-- start --

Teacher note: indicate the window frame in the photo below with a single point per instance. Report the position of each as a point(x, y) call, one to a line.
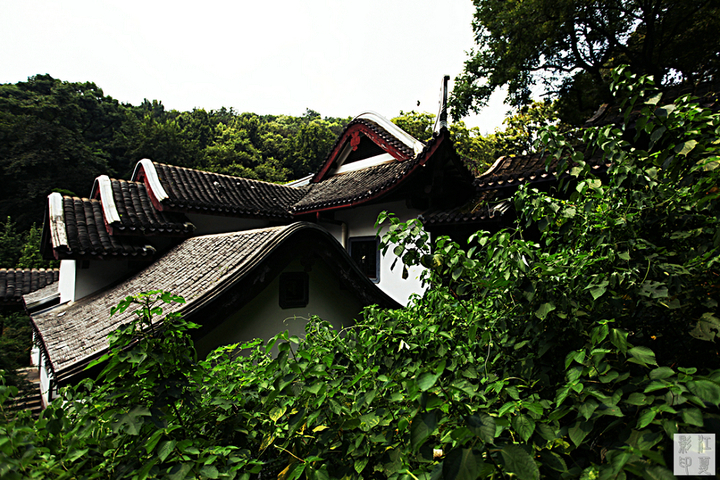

-- end --
-- start --

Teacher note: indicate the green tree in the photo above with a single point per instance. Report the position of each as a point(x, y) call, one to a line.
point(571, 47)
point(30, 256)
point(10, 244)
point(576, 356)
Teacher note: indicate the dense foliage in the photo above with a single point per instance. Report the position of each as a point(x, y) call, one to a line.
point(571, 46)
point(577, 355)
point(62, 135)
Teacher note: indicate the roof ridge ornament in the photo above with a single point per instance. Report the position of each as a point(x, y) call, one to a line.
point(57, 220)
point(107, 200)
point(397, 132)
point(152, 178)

-- end --

§ **To be done**: Pick out each row of the listing above that includes the word "line", and copy those rows in full.

§ **Written reply**:
Teacher note: indicate the window frame in the photo below with a single point per instance. Report the position of each as a point(x, y) call, one to a line.
Teacher note: indicate the green tree in the photo above with a single point per instance. Report the position of each as a point(x, y) call, one to a line.
Teacher note: indicate the dense foliage in the photo above with a single point per instance. Report the position of each as a point(x, y) call, one to a line.
Teacher note: indicate the roof ridge ornament in the photo above with a single point per instance. Report the position of each as a point(x, y) call, one to a line.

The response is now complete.